出題内容 1:
商標の審決文のうち、「結論 本件審判の請求は、成り立たない。 審判費用は、請求人の負担とする。」から「登録がされているものである。」までを一字も変えずに書き写すこと。
出題内容 2:
商標の審決文に年月日で記された日付をすべて挙げること。
出題内容 3:
商標の審決文が途切れた箇所から、続きを書き継ぐこと。

提示文:
- - -

結論 本件審判の請求は、成り立たない。 審判費用は、請求人の負担とする。
理由 第1 本件商標
本件登録第1953147号商標(以下「本件商標」という。)は、「テディベアー」及び「TEDDYBEAR」の文字を上下2段に横書きしてなり、昭和60年2月7日に登録出願、第17類「被服、布製身回品、寝具類」を指定商品として昭和62年5月29日に設定登録され、その後、平成9年5月27日及び平成18年12月26日の2回に亘り商標権の存続期間の更新登録がされているものである。

第2 請求人の主張の要点
請求人は、本件商標の登録を無効とする、審判費用は被請求人の負担とする、との審決を求め、その理由及び被請求人の答弁に対する弁駁の理由を要旨以下のように述べ、証拠方法として甲第1号証ないし甲第19号証を提出している。
1 請求の理由
(1)「テディベア」及び「TEDDYBEAR」の名称については、証拠により次の事実が認められる。

- - -

記録データ:
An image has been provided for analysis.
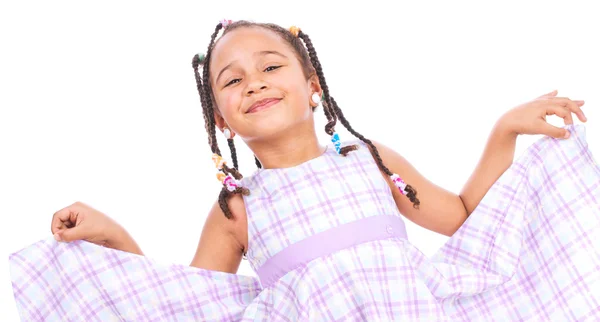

- - -

解答 1:
結論 本件審判の請求は、成り立たない。 審判費用は、請求人の負担とする。
理由 第1 本件商標
本件登録第1953147号商標(以下「本件商標」という。)は、「テディベアー」及び「TEDDYBEAR」の文字を上下2段に横書きしてなり、昭和60年2月7日に登録出願、第17類「被服、布製身回品、寝具類」を指定商品として昭和62年5月29日に設定登録され、その後、平成9年5月27日及び平成18年12月26日の2回に亘り商標権の存続期間の更新登録がされているものである。

解答 2:
昭和60年2月7日
昭和62年5月29日
平成9年5月27日
平成18年12月26日

解答 3:
(ア)米国第26代大統領であったセオドア・ルーズベルト(Theodore Roosevelt 1858?1919)に関して、1902年、狩猟に出かけた際、一匹の小熊を追いつめたが、その熊を撃たず、命を助けたという逸話が残されている。
この名称は、1902年11月の「ワシントン・イブニング」(The Washington Evening)紙の漫画に載ったことから生まれたとされている(研究社2001年発行「英米児童文学辞典」340頁:甲第2号証)。
その後、その漫画を見た者が、ぬいぐるみの熊を作って販売することを思いつき、自己の店で販売するぬいぐるみの熊に、「Teddy’s Bear」(「Teddy」(テディ)は、セオドア・ルーズベルトの名である「Theodore」の愛称である。)という名を使うことについて、セオドア・ルーズベルトの許可を求めたといわれている。
また、「Teddy Bear」(又は「teddy bear」)という語は、米国において、独特の形をしたぬいぐるみの熊を意味する語として広く用いられるようになった。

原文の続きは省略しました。